= Exercise goal =
Copy out, unchanged, the lines in the rows below, starting at the line that contains "the id badge" and stopping after the line that contains "x=105, y=124". Include both end lines and nothing outside that span.

··· Information given

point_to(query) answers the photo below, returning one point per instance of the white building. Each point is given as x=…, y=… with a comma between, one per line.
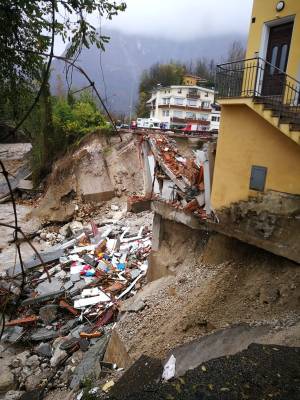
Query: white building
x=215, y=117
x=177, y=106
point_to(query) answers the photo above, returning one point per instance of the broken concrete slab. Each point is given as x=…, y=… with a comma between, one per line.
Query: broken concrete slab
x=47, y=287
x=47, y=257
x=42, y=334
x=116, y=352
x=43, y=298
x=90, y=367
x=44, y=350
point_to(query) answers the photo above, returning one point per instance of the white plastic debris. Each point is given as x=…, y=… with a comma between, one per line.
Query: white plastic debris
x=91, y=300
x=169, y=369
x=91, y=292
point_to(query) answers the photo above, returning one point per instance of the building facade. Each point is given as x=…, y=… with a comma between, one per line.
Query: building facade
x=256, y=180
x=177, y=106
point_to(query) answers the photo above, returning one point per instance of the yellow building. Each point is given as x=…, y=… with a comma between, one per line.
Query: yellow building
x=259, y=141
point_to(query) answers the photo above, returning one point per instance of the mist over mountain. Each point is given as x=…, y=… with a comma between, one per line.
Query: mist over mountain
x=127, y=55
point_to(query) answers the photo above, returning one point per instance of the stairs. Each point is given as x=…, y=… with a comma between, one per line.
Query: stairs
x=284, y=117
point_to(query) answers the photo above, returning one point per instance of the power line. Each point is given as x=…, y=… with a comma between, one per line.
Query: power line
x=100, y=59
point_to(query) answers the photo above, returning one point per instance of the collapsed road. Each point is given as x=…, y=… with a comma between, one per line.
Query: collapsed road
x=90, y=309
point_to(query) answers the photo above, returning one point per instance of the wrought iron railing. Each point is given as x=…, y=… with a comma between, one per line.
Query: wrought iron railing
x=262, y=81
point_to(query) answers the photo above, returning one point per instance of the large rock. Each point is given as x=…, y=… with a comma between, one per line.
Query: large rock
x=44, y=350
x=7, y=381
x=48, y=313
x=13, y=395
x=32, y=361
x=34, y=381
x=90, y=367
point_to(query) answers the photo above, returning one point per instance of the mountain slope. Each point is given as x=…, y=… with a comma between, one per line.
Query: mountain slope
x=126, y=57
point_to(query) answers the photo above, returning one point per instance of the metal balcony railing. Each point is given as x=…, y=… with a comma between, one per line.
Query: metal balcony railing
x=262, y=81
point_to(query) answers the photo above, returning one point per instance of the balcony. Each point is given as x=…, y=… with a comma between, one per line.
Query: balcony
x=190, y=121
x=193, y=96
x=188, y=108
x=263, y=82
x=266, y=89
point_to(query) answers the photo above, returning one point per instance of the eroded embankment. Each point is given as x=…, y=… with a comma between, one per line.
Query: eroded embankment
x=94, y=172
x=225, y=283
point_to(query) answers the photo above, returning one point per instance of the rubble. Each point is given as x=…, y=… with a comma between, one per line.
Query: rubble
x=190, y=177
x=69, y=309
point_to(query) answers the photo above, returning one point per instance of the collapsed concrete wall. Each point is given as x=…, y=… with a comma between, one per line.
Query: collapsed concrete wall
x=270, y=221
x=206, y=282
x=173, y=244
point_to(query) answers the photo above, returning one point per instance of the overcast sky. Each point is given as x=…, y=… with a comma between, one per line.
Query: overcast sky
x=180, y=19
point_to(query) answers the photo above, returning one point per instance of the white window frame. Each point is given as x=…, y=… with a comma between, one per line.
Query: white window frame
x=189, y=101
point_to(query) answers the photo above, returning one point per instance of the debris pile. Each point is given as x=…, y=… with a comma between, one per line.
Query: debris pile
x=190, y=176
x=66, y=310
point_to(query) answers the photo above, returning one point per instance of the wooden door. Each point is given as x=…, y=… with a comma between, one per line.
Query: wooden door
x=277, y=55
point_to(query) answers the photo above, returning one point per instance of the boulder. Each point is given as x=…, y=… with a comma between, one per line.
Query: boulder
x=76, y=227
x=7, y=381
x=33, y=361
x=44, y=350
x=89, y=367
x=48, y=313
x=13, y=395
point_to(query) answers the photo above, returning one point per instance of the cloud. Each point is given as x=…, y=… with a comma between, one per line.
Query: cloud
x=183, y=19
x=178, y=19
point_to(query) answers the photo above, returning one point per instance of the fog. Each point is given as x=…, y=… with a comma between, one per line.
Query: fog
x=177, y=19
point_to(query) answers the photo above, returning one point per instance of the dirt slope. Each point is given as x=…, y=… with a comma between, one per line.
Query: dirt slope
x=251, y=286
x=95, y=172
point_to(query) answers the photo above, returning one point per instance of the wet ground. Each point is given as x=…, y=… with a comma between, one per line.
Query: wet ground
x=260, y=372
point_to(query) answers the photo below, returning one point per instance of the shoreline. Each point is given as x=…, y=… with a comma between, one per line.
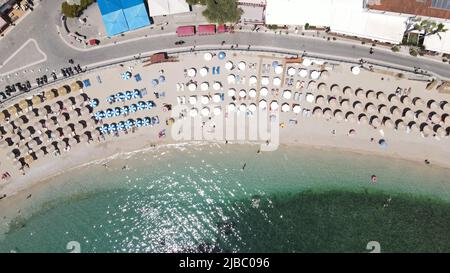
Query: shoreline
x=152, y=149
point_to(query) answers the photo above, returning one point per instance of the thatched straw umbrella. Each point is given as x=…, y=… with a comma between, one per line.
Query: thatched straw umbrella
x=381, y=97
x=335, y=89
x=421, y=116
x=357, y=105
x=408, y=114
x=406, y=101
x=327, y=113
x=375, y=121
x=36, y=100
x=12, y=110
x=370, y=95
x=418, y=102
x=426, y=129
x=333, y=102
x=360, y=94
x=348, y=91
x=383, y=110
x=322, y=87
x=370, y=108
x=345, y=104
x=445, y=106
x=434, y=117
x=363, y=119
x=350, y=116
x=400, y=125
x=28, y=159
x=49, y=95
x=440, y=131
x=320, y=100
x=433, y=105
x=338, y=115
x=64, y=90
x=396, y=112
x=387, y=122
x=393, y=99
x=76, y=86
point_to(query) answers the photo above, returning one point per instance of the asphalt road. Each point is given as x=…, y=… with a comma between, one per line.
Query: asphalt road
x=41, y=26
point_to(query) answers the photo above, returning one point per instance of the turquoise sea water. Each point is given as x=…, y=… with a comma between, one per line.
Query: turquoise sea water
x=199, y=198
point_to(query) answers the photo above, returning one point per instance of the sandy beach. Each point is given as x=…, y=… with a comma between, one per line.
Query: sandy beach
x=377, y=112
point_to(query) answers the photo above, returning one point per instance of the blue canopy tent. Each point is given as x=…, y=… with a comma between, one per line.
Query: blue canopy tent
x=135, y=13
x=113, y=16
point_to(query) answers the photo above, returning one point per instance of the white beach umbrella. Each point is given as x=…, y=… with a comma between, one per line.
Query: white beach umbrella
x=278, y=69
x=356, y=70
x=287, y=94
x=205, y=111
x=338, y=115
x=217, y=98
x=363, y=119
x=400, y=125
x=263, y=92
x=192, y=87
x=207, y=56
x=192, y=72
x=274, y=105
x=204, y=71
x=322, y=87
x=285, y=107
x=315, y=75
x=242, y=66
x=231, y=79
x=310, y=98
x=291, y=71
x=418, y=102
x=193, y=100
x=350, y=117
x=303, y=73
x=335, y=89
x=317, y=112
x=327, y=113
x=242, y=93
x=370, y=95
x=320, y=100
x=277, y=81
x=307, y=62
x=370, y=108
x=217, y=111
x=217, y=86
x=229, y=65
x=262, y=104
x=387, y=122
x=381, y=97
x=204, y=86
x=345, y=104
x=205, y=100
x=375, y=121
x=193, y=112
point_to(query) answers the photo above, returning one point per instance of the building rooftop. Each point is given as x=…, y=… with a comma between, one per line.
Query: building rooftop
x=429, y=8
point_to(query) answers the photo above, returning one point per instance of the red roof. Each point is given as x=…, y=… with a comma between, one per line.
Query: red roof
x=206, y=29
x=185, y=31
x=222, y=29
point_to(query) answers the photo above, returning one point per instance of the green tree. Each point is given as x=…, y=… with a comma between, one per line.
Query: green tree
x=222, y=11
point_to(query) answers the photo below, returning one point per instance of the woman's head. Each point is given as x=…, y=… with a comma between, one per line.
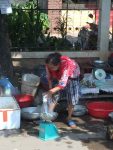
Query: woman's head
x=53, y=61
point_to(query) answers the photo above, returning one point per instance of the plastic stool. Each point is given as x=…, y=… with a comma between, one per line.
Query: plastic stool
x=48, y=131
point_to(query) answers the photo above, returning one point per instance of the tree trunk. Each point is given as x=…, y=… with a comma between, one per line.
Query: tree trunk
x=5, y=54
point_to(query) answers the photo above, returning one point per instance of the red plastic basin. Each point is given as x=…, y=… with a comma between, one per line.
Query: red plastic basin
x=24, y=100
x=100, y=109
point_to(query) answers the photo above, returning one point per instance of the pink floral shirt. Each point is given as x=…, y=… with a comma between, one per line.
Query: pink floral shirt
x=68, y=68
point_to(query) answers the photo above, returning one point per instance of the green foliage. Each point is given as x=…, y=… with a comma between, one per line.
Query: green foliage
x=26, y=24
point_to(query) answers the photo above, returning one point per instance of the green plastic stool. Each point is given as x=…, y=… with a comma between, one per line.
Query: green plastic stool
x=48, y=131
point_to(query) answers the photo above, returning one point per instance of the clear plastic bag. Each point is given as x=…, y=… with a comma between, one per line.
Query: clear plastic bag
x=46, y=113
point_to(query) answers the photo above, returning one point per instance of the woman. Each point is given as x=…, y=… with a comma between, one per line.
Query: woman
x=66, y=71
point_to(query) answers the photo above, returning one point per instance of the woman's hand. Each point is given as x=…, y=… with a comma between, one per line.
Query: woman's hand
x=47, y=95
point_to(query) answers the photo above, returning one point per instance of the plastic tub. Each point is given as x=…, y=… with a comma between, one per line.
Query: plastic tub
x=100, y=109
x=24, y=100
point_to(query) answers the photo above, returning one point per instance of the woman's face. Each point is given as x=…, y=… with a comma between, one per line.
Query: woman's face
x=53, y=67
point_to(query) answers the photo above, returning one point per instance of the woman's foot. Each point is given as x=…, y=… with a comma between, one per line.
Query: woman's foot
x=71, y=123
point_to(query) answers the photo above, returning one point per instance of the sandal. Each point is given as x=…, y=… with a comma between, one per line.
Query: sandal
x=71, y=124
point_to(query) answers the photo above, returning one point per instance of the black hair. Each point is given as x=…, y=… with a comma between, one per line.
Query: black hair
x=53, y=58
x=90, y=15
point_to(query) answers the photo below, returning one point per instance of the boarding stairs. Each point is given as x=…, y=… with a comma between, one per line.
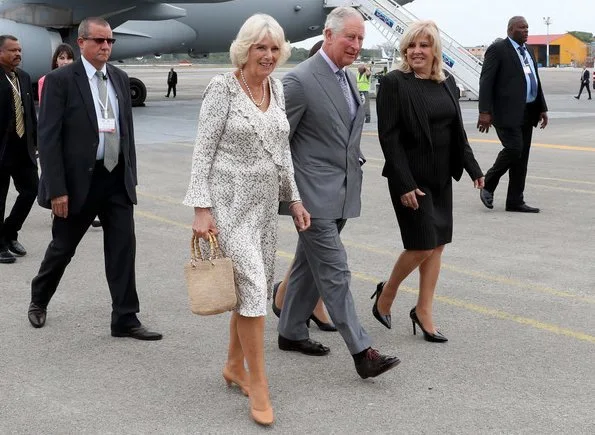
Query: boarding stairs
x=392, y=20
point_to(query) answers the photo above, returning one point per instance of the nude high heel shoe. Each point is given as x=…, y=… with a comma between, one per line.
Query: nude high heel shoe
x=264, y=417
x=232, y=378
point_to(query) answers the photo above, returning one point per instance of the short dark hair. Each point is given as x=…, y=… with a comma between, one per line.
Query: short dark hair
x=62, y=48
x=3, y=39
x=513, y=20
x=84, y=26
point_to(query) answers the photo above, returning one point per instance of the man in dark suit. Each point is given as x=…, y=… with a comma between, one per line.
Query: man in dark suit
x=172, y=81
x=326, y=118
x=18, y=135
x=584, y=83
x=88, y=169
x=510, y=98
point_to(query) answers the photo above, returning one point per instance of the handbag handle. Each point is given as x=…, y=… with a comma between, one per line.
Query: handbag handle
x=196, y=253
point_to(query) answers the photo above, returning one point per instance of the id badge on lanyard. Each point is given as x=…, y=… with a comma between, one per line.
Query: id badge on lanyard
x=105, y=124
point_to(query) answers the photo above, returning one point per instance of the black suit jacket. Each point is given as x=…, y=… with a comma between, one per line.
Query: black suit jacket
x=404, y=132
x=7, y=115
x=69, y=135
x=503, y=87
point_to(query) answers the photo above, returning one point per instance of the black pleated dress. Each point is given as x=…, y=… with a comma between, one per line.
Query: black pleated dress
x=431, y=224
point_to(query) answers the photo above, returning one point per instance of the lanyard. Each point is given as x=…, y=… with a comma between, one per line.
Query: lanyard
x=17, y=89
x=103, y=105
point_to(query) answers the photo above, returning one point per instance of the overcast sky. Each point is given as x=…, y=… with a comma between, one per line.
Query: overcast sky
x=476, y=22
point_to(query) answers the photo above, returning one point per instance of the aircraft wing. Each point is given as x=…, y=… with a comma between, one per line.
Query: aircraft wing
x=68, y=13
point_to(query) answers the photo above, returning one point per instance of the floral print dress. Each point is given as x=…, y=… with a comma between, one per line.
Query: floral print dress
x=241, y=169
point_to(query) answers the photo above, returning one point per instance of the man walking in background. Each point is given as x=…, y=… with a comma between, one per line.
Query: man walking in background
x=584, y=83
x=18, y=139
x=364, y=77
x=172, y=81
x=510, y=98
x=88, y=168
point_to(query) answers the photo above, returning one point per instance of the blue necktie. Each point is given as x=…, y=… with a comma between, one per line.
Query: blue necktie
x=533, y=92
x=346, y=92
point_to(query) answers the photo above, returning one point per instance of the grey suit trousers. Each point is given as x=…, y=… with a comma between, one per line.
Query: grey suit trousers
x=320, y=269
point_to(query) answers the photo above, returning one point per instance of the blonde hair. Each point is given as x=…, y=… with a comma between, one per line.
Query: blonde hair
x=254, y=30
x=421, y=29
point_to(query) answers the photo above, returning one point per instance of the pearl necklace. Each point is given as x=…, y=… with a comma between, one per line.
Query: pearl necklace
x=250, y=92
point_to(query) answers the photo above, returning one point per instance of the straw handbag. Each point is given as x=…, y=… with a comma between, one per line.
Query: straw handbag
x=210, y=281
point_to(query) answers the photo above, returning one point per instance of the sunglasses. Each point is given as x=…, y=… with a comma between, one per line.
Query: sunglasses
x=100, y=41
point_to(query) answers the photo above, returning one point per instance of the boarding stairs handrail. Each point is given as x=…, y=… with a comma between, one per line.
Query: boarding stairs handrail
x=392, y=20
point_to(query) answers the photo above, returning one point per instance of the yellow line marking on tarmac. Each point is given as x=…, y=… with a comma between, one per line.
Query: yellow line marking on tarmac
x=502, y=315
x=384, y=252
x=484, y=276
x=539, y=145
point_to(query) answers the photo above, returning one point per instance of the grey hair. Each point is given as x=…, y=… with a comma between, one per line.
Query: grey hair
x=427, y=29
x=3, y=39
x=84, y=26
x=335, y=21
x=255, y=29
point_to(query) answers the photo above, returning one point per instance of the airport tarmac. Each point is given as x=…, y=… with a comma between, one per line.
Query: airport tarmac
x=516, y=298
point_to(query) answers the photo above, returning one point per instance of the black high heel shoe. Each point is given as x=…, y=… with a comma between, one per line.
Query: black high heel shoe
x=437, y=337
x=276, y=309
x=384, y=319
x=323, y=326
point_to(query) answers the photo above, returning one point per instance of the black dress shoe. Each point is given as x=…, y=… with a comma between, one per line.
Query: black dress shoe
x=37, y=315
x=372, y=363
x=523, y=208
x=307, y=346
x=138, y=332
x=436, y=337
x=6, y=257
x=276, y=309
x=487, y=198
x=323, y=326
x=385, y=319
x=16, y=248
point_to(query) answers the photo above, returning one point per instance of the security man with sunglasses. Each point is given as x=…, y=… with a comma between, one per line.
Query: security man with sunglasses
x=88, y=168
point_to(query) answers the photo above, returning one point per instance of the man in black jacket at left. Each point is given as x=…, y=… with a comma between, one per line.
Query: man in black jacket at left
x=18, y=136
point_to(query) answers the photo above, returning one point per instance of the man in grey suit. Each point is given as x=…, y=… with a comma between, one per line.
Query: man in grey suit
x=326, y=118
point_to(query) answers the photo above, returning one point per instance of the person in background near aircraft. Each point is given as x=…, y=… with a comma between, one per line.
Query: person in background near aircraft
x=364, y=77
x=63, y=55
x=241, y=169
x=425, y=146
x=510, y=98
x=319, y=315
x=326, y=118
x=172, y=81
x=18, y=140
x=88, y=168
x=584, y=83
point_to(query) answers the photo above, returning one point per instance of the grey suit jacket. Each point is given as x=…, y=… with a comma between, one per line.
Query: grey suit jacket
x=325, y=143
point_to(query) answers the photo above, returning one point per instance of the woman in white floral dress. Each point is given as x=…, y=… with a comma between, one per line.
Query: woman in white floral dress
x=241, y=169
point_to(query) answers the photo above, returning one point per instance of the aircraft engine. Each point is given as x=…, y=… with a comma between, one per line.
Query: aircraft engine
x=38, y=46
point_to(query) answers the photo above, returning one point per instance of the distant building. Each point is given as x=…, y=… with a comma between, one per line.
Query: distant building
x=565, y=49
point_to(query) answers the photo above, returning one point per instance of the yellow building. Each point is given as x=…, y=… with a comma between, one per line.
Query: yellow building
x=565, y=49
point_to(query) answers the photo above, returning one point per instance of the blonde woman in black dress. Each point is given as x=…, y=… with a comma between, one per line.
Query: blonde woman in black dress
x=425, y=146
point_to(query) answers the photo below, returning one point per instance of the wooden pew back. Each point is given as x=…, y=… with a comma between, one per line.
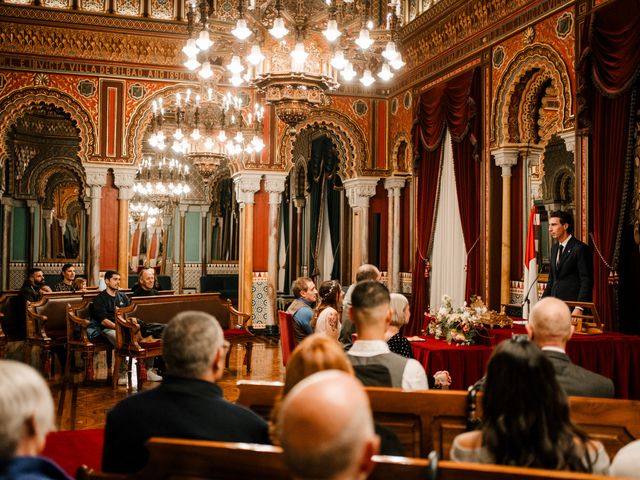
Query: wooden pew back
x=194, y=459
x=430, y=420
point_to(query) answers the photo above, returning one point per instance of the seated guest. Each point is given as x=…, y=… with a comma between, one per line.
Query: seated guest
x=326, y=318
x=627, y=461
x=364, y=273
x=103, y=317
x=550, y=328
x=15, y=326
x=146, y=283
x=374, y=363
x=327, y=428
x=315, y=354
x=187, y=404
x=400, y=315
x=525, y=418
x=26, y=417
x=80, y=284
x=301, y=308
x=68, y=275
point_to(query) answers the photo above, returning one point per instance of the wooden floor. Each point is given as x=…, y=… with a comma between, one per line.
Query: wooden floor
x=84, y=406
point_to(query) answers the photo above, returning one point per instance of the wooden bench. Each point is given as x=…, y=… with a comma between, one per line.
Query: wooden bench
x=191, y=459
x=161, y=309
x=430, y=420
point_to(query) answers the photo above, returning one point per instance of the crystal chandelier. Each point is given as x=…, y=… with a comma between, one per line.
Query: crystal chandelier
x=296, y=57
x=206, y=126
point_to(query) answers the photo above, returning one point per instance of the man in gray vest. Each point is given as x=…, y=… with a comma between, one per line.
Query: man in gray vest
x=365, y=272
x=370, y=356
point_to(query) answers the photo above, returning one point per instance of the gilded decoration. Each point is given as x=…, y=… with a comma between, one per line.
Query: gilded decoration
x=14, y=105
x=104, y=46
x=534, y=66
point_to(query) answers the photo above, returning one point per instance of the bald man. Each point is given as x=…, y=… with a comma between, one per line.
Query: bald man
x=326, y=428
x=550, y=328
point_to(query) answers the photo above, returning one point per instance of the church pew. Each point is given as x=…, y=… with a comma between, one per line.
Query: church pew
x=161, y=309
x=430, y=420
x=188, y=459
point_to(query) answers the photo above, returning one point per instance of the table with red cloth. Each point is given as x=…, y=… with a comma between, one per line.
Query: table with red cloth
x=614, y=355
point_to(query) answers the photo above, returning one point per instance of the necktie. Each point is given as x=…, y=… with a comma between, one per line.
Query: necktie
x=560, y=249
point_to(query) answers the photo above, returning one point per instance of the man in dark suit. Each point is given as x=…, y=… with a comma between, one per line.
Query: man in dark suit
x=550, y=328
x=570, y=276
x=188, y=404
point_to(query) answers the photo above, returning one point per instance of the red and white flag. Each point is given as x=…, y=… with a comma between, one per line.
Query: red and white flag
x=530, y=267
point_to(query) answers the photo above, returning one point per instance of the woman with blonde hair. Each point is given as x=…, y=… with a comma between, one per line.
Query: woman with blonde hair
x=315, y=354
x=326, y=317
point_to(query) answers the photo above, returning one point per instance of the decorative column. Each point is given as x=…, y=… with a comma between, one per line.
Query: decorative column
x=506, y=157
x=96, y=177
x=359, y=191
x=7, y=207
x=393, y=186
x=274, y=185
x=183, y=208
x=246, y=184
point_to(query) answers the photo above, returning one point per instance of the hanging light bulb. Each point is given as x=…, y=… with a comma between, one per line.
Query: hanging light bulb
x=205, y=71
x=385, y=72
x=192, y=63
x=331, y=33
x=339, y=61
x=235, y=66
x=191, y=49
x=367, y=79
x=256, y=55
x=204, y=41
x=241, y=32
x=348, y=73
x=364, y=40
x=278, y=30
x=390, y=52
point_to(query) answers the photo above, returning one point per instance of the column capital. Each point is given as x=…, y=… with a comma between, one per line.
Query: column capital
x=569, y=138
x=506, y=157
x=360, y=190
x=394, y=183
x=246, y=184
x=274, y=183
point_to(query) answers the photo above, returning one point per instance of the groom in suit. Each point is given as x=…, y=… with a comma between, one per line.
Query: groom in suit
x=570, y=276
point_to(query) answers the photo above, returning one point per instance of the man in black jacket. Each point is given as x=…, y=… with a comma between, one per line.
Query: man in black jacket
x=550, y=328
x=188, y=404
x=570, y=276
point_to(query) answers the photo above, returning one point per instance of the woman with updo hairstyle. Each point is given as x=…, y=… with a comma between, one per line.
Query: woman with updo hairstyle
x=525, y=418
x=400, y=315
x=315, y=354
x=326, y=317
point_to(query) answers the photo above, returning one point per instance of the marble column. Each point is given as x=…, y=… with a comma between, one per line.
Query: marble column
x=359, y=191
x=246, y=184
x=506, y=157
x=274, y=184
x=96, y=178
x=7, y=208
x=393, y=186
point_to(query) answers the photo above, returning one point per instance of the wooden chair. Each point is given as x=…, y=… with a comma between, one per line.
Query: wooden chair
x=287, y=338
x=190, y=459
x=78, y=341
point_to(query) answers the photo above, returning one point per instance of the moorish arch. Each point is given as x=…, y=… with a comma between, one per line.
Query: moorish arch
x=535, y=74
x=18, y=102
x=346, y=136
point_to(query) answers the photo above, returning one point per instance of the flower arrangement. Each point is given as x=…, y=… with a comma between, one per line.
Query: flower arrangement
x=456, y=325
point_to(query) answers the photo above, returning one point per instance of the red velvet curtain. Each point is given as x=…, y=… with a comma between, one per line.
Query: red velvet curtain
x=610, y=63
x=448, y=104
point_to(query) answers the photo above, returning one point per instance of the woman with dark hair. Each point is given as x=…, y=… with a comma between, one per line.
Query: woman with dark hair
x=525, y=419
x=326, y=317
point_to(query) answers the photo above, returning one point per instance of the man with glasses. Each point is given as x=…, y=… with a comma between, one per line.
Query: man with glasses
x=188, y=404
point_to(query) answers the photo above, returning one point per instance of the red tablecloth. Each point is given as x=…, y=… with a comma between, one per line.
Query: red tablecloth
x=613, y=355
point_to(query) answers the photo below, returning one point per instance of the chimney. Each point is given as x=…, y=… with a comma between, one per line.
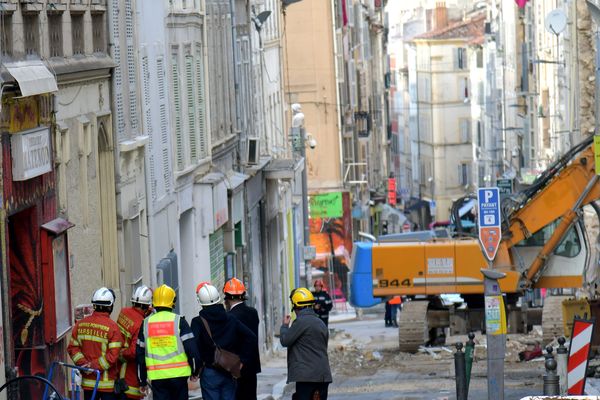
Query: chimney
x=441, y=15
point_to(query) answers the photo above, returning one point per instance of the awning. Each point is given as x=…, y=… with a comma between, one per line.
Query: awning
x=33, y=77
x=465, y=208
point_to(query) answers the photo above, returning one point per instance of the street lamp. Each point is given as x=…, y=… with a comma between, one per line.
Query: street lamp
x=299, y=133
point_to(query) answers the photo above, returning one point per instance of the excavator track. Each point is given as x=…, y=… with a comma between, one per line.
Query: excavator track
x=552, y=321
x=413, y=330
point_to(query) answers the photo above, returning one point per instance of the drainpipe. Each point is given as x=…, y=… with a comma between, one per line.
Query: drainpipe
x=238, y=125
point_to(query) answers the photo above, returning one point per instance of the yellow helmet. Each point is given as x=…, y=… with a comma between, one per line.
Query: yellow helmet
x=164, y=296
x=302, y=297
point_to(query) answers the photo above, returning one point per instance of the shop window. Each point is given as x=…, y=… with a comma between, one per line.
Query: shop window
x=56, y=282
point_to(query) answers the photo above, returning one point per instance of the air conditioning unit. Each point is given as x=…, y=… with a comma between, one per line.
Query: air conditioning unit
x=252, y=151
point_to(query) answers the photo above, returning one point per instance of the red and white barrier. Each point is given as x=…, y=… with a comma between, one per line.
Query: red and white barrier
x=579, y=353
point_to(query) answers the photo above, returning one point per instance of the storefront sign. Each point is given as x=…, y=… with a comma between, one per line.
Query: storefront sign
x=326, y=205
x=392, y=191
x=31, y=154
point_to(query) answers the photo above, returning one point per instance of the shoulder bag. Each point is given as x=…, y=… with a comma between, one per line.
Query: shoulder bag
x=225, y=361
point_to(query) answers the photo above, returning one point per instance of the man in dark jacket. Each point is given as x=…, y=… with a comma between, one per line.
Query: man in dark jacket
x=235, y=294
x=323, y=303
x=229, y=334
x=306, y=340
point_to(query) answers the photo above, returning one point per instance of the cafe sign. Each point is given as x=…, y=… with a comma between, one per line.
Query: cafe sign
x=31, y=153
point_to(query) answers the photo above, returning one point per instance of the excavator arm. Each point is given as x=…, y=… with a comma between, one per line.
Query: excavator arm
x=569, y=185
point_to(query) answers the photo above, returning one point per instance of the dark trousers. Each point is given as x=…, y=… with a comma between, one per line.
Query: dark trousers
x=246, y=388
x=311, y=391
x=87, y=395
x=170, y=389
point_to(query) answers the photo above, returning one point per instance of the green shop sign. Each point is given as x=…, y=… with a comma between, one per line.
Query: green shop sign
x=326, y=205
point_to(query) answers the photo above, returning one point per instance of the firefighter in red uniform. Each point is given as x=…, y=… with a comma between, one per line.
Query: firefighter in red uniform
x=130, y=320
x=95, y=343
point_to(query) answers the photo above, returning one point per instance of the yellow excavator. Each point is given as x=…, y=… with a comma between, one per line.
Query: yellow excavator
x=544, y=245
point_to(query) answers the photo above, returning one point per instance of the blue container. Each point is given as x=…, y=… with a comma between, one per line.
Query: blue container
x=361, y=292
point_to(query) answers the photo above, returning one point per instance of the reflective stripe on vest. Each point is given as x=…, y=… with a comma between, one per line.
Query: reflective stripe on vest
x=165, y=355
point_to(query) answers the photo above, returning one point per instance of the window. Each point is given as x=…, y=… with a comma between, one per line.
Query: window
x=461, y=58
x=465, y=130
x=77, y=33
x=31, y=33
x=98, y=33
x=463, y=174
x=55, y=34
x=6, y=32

······

= Worked answer =
point_to(query) answers the photo above, returning one point per instance of the id badge on lanyard. Each point is given as x=…, y=… with a comma between, one per line.
Query: id badge on lanyard
x=105, y=124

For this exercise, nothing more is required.